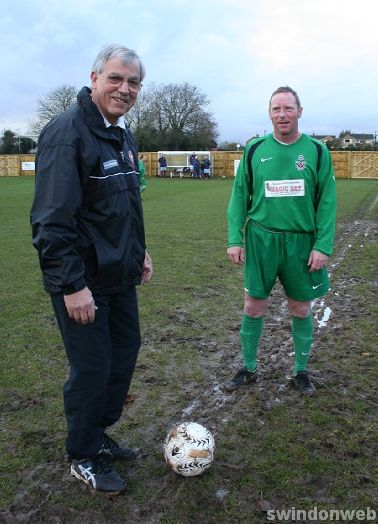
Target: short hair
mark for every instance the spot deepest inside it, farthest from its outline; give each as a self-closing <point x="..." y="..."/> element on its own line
<point x="125" y="54"/>
<point x="286" y="89"/>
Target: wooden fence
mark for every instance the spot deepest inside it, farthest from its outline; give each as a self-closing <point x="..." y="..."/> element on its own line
<point x="347" y="164"/>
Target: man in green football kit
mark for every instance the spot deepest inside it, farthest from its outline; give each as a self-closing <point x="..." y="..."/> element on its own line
<point x="281" y="223"/>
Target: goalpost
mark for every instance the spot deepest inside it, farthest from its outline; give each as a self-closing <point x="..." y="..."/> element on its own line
<point x="178" y="162"/>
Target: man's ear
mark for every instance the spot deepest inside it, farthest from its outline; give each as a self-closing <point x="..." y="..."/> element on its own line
<point x="94" y="77"/>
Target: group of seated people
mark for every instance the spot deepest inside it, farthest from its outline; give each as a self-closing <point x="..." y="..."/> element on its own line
<point x="197" y="168"/>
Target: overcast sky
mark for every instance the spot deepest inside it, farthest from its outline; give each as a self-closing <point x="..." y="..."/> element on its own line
<point x="235" y="51"/>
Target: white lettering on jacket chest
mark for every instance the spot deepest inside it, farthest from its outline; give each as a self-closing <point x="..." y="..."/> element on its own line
<point x="281" y="188"/>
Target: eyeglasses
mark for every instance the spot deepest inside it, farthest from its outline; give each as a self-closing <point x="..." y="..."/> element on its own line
<point x="116" y="80"/>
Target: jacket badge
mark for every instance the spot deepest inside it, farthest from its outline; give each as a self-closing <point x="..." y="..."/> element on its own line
<point x="300" y="163"/>
<point x="131" y="158"/>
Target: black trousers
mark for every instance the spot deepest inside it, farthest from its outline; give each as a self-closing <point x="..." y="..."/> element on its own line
<point x="102" y="358"/>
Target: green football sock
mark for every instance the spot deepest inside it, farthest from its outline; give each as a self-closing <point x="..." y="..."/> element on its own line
<point x="302" y="330"/>
<point x="250" y="334"/>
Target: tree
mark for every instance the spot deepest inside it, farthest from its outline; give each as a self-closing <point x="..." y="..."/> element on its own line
<point x="172" y="117"/>
<point x="8" y="142"/>
<point x="55" y="102"/>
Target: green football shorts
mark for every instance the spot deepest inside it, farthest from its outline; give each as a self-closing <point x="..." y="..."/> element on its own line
<point x="271" y="254"/>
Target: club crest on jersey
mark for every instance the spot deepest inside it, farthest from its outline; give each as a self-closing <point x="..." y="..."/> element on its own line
<point x="300" y="163"/>
<point x="131" y="158"/>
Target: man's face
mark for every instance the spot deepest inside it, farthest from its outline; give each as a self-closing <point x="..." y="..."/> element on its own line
<point x="284" y="114"/>
<point x="114" y="99"/>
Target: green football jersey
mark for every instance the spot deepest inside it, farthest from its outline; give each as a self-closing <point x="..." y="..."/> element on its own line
<point x="289" y="192"/>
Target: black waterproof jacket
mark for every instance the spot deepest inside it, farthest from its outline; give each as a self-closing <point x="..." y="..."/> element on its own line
<point x="86" y="218"/>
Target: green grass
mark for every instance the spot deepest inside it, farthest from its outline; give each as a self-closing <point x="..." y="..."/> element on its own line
<point x="295" y="452"/>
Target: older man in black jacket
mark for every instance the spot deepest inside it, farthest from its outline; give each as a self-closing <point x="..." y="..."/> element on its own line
<point x="88" y="229"/>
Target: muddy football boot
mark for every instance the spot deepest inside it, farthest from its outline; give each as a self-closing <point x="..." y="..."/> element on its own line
<point x="303" y="383"/>
<point x="242" y="378"/>
<point x="98" y="474"/>
<point x="113" y="450"/>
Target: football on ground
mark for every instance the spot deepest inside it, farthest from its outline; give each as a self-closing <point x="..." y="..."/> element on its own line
<point x="189" y="449"/>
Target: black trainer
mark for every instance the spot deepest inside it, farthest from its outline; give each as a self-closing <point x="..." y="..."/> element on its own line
<point x="242" y="378"/>
<point x="98" y="474"/>
<point x="303" y="383"/>
<point x="113" y="450"/>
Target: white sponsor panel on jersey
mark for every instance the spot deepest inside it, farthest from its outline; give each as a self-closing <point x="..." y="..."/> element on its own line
<point x="280" y="188"/>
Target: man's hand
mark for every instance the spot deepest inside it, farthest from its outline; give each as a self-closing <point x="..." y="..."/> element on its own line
<point x="147" y="269"/>
<point x="80" y="306"/>
<point x="236" y="254"/>
<point x="317" y="260"/>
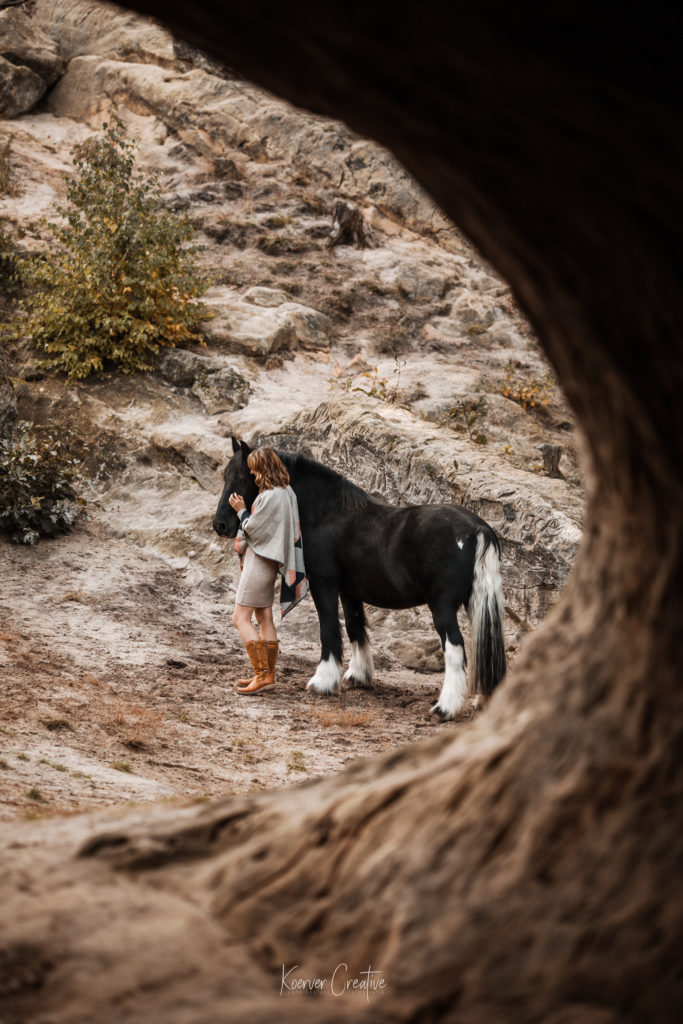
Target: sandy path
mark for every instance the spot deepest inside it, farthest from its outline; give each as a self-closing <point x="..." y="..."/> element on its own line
<point x="117" y="686"/>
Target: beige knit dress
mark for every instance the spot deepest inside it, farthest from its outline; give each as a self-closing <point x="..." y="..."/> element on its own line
<point x="257" y="582"/>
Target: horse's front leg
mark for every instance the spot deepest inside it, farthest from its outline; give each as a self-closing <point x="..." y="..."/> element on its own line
<point x="328" y="675"/>
<point x="360" y="670"/>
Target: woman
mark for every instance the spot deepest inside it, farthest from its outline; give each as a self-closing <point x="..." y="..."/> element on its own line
<point x="270" y="541"/>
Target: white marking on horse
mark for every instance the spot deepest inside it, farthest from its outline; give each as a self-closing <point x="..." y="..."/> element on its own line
<point x="360" y="668"/>
<point x="327" y="678"/>
<point x="454" y="690"/>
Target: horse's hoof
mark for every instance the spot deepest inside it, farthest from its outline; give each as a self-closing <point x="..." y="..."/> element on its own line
<point x="357" y="684"/>
<point x="323" y="688"/>
<point x="440" y="714"/>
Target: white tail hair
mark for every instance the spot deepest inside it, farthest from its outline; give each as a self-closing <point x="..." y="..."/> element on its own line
<point x="486" y="611"/>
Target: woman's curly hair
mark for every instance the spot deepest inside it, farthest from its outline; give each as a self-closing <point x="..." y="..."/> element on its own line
<point x="269" y="471"/>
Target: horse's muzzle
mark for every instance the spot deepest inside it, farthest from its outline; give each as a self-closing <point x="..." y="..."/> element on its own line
<point x="220" y="526"/>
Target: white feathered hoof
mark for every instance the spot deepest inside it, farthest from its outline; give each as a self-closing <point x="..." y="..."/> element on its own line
<point x="441" y="713"/>
<point x="357" y="684"/>
<point x="360" y="670"/>
<point x="327" y="679"/>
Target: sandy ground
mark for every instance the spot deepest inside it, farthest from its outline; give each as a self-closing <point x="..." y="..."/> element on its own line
<point x="118" y="687"/>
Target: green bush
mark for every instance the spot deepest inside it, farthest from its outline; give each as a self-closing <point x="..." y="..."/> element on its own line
<point x="6" y="260"/>
<point x="122" y="281"/>
<point x="41" y="469"/>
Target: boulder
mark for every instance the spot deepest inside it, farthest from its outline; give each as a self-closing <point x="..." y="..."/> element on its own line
<point x="265" y="297"/>
<point x="25" y="44"/>
<point x="20" y="89"/>
<point x="260" y="331"/>
<point x="220" y="388"/>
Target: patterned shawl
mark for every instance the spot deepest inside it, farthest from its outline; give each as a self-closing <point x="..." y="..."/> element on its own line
<point x="272" y="530"/>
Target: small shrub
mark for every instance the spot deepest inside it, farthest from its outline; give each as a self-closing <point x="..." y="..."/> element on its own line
<point x="528" y="393"/>
<point x="40" y="474"/>
<point x="6" y="183"/>
<point x="296" y="762"/>
<point x="7" y="262"/>
<point x="122" y="281"/>
<point x="380" y="386"/>
<point x="343" y="718"/>
<point x="466" y="414"/>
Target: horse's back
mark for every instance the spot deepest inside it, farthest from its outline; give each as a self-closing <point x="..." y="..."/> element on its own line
<point x="396" y="557"/>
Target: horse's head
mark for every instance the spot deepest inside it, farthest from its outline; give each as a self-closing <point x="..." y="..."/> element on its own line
<point x="238" y="478"/>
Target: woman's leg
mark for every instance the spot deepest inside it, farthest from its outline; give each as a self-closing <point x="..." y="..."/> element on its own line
<point x="243" y="624"/>
<point x="265" y="623"/>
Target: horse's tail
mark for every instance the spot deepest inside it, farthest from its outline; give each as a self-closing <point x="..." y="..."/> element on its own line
<point x="485" y="609"/>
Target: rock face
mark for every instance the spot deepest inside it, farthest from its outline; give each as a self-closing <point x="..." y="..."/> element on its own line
<point x="79" y="27"/>
<point x="260" y="324"/>
<point x="29" y="64"/>
<point x="218" y="387"/>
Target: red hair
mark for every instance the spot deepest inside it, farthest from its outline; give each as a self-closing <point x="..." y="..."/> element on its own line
<point x="268" y="469"/>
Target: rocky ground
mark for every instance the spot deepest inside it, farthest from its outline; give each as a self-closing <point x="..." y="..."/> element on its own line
<point x="116" y="649"/>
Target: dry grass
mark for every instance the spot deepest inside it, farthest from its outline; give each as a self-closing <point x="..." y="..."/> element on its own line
<point x="343" y="718"/>
<point x="135" y="726"/>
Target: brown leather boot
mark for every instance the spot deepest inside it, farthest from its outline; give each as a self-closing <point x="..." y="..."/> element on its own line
<point x="254" y="664"/>
<point x="263" y="680"/>
<point x="272" y="647"/>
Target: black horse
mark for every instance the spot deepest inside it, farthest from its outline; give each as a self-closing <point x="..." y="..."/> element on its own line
<point x="393" y="557"/>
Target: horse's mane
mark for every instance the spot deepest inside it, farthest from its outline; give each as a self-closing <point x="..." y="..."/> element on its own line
<point x="349" y="496"/>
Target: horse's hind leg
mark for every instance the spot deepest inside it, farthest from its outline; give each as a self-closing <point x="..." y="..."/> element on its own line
<point x="360" y="670"/>
<point x="454" y="690"/>
<point x="328" y="675"/>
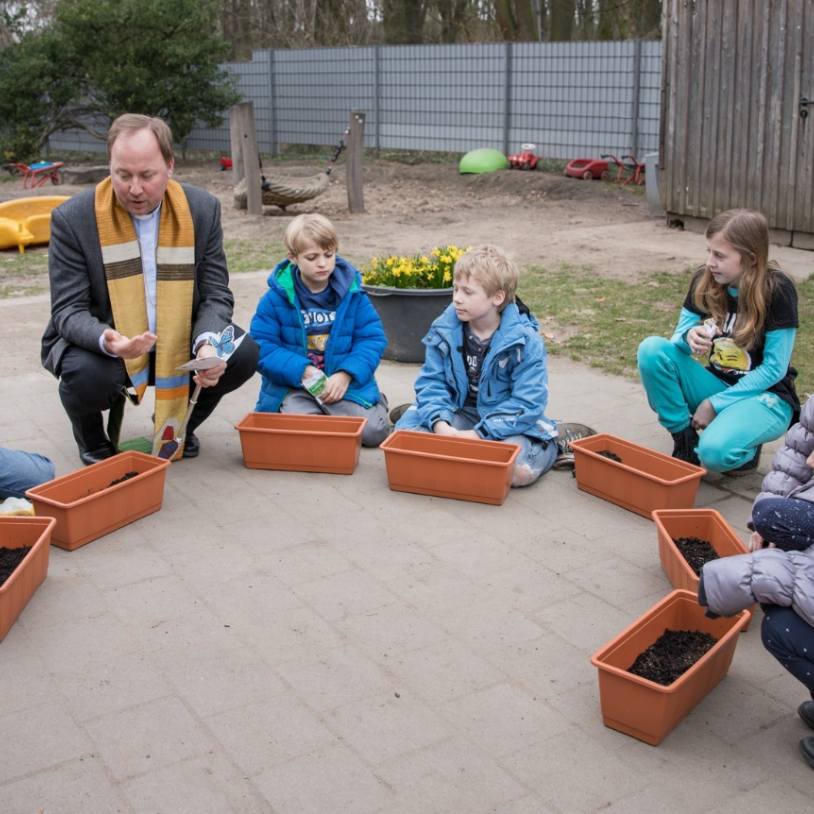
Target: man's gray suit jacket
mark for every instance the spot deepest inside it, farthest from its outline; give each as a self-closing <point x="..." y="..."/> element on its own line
<point x="80" y="303"/>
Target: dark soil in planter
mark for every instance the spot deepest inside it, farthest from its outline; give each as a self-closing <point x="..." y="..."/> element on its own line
<point x="122" y="479"/>
<point x="10" y="558"/>
<point x="671" y="655"/>
<point x="696" y="552"/>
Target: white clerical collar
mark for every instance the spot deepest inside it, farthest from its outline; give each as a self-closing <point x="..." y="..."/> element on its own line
<point x="153" y="214"/>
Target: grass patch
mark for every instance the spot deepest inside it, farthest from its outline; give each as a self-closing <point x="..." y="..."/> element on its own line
<point x="600" y="322"/>
<point x="23" y="274"/>
<point x="245" y="255"/>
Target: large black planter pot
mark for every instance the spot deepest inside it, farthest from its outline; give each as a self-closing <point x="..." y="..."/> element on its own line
<point x="407" y="314"/>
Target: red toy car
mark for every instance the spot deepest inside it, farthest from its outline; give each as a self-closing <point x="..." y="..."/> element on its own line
<point x="587" y="169"/>
<point x="523" y="161"/>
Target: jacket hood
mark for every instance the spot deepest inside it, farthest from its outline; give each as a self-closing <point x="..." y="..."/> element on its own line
<point x="345" y="278"/>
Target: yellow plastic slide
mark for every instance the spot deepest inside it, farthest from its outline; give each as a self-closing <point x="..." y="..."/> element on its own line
<point x="27" y="220"/>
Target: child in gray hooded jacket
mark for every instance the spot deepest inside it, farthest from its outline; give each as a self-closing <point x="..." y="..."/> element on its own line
<point x="780" y="575"/>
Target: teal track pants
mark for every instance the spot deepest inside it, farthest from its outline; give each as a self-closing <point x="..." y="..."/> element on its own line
<point x="676" y="384"/>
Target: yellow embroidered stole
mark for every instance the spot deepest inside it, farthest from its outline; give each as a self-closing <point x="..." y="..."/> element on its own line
<point x="175" y="263"/>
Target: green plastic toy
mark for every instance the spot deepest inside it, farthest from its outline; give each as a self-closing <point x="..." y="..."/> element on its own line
<point x="485" y="160"/>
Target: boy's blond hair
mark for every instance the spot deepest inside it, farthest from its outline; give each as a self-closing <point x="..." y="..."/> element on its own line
<point x="310" y="227"/>
<point x="491" y="268"/>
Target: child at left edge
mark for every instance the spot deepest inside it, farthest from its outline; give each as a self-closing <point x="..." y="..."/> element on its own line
<point x="316" y="317"/>
<point x="484" y="376"/>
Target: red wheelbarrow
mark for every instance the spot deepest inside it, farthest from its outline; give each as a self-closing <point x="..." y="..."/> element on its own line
<point x="587" y="169"/>
<point x="630" y="170"/>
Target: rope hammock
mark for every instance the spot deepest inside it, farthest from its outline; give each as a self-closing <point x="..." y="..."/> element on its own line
<point x="283" y="192"/>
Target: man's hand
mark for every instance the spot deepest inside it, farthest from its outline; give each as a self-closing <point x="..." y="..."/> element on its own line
<point x="125" y="348"/>
<point x="335" y="387"/>
<point x="704" y="415"/>
<point x="208" y="378"/>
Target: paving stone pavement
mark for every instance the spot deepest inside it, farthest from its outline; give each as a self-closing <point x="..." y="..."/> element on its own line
<point x="293" y="642"/>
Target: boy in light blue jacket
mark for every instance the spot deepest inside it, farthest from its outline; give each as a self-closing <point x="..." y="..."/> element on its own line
<point x="484" y="375"/>
<point x="316" y="320"/>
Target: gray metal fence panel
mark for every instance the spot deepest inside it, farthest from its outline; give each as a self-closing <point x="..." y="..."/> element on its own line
<point x="569" y="99"/>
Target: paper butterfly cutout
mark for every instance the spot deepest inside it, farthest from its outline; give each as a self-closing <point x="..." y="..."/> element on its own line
<point x="225" y="343"/>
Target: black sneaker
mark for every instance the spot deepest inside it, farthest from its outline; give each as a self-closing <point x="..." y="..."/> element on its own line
<point x="807" y="749"/>
<point x="748" y="467"/>
<point x="568" y="432"/>
<point x="806" y="712"/>
<point x="684" y="444"/>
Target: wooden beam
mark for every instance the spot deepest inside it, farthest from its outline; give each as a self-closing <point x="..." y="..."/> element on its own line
<point x="356" y="138"/>
<point x="245" y="155"/>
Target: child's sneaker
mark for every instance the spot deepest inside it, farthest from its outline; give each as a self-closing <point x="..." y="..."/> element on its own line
<point x="748" y="467"/>
<point x="684" y="443"/>
<point x="569" y="432"/>
<point x="397" y="412"/>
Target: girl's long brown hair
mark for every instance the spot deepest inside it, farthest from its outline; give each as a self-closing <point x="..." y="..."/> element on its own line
<point x="748" y="233"/>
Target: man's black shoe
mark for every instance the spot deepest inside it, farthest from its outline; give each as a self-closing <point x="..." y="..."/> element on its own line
<point x="806" y="712"/>
<point x="192" y="446"/>
<point x="807" y="749"/>
<point x="101" y="453"/>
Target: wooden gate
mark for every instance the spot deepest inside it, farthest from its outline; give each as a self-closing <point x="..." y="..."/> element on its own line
<point x="736" y="130"/>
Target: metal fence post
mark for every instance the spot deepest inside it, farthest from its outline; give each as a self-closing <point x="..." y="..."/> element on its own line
<point x="507" y="94"/>
<point x="275" y="147"/>
<point x="356" y="140"/>
<point x="637" y="90"/>
<point x="377" y="109"/>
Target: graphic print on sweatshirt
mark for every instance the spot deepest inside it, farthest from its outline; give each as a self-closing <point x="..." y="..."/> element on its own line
<point x="726" y="355"/>
<point x="318" y="323"/>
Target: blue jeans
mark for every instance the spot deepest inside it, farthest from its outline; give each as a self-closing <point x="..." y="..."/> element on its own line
<point x="676" y="384"/>
<point x="22" y="470"/>
<point x="785" y="521"/>
<point x="534" y="459"/>
<point x="790" y="639"/>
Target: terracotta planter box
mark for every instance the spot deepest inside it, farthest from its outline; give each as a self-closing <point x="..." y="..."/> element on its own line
<point x="83" y="513"/>
<point x="644" y="481"/>
<point x="301" y="443"/>
<point x="650" y="711"/>
<point x="706" y="524"/>
<point x="443" y="466"/>
<point x="17" y="532"/>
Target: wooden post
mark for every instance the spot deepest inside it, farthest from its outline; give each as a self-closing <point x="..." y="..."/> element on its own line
<point x="356" y="138"/>
<point x="245" y="155"/>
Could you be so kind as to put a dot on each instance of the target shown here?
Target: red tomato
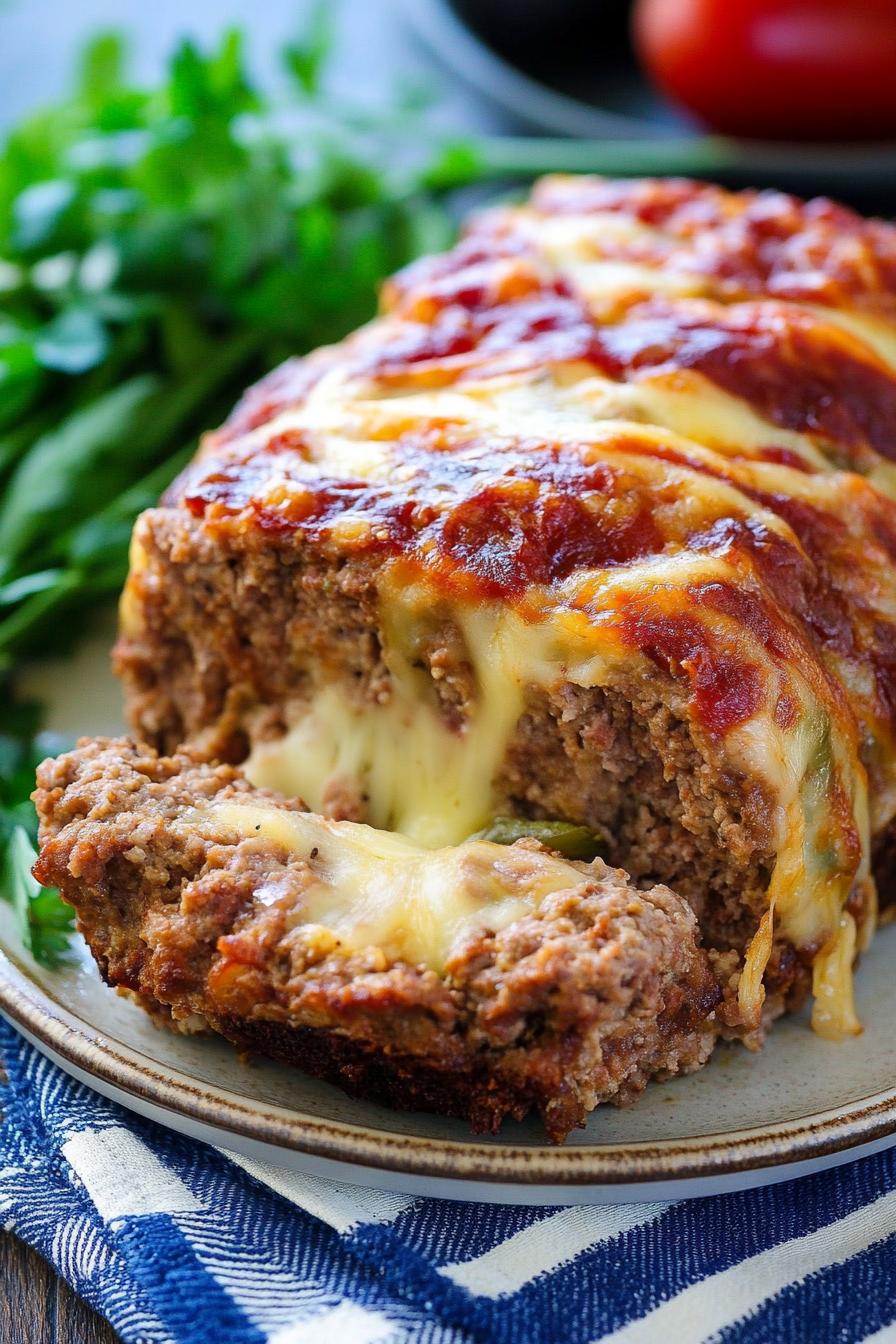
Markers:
(775, 69)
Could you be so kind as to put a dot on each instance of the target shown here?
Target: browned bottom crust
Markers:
(580, 1001)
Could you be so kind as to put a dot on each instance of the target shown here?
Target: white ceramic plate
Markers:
(747, 1120)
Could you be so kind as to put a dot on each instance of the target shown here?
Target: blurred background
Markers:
(374, 49)
(191, 194)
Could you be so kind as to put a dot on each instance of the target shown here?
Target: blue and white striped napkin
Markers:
(179, 1243)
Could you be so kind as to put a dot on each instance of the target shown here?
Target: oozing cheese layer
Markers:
(374, 889)
(632, 429)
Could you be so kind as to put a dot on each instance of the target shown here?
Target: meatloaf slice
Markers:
(477, 981)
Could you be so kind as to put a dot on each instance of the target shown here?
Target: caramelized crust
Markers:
(580, 1001)
(618, 468)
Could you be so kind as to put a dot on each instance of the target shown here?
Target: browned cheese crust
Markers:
(583, 1001)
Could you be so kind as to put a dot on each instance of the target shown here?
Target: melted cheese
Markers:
(374, 889)
(434, 785)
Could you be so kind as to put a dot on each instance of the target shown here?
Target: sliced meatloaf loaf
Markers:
(594, 523)
(477, 981)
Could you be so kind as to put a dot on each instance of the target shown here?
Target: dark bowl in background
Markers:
(567, 69)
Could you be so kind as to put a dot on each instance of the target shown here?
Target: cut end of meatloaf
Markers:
(477, 981)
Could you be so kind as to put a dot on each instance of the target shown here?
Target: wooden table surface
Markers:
(36, 1307)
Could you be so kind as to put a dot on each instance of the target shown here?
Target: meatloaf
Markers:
(593, 524)
(547, 984)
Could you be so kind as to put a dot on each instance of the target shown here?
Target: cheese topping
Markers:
(374, 889)
(629, 430)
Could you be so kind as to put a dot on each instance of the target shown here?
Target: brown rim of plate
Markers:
(821, 1136)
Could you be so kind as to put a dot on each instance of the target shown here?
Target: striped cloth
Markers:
(179, 1243)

• • • •

## Description of the task
Retype, exactly and in full, the lines above from the one containing "Target: sandy ground" through the one containing "Target: boulder".

## Task output
Target: sandy ground
mark for every instance the spot deepest inside it, farthest from its outline; give each as a self-closing <point x="..." y="..."/> element on its own line
<point x="118" y="687"/>
Target: green bush
mark for every instance the spot deepest inside it, farthest from its outline; give each as a self-closing <point x="..." y="..."/> element on its own line
<point x="6" y="260"/>
<point x="122" y="281"/>
<point x="41" y="469"/>
Target: boulder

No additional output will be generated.